What the task asks ▸
Please copy every line of the material below word for word, leaving out the pictures.

********************

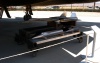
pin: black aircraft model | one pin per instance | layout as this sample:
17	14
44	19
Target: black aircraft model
29	3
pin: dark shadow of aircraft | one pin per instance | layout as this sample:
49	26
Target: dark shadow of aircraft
29	3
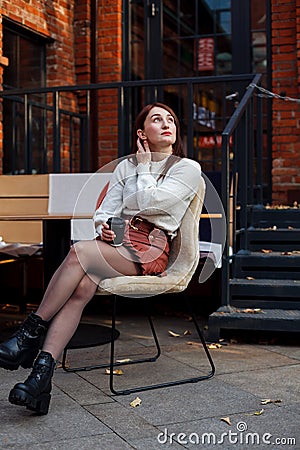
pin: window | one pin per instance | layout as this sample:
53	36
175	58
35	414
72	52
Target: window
23	149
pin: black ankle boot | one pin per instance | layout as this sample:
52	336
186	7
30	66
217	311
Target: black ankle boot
34	393
21	349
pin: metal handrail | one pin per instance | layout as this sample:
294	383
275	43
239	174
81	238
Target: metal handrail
121	88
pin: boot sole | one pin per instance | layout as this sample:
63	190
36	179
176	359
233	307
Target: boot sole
26	364
40	405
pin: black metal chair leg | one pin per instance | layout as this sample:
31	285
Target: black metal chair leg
112	364
112	347
169	383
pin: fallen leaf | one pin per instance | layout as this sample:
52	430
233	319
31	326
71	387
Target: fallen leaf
193	343
136	402
266	401
256	413
187	332
115	372
226	419
212	346
171	333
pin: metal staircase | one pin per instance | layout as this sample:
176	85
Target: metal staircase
261	278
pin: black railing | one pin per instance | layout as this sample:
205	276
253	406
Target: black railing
242	183
52	106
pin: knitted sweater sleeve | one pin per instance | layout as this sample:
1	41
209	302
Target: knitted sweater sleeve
180	184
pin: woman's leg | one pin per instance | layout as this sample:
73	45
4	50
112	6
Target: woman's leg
95	259
65	322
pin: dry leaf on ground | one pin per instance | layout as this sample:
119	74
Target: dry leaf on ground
256	413
115	372
215	345
226	419
173	334
266	401
136	402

********************

Answer to this task ▸
pin: black aircraft model | one pin per instance | layout as this sample:
17	14
44	19
Target: black aircraft model
29	3
pin: dark shadow of aircraft | one pin per instance | layout as this sample:
49	26
Target: dark shadow of aircraft
29	3
pin: window | one pin per instance | layout as this sample:
53	36
175	58
35	414
72	52
Target: window
23	149
pin: black ankle boot | one pin per instance | layout as this sample:
52	336
186	7
30	66
217	311
Target: black ankle boot
34	393
21	349
pin: metal handrail | one pin per instance | layout as this sample:
294	383
275	43
239	174
81	238
Target: metal handrail
121	88
pin: boot sole | one pin per instance | layout as this sample:
63	190
36	179
176	359
233	307
Target: boot sole
26	364
40	405
pin: black metal chair leg | one pin per instance | layout as this sample:
31	285
Target: black metal chair leg
112	364
112	347
169	383
pin: fallen leaf | one pin per instance | layout as this sample:
52	430
233	319
31	326
71	387
Target: fallen leaf
193	343
136	402
266	401
256	413
187	332
115	372
226	419
212	346
171	333
pin: metal staircase | one pin per instance | layout as this sample:
176	85
Target: metal staircase
261	278
pin: black railing | one pin per instance | layout as this sample:
205	276
253	406
Target: black railing
242	183
52	106
pin: knitted sweater sleeve | one pin per instance | layout as this sample:
1	41
209	302
Target: knitted sweater sleeve
180	184
pin: woman's leg | one pin per instance | layout as this sample:
73	45
4	50
112	6
Target: woman's leg
95	259
65	322
pin: dry leaf on ground | one pin per instance | layout as this sample:
119	74
Target: dry leaf on ground
256	413
115	372
215	345
226	419
173	334
266	401
136	402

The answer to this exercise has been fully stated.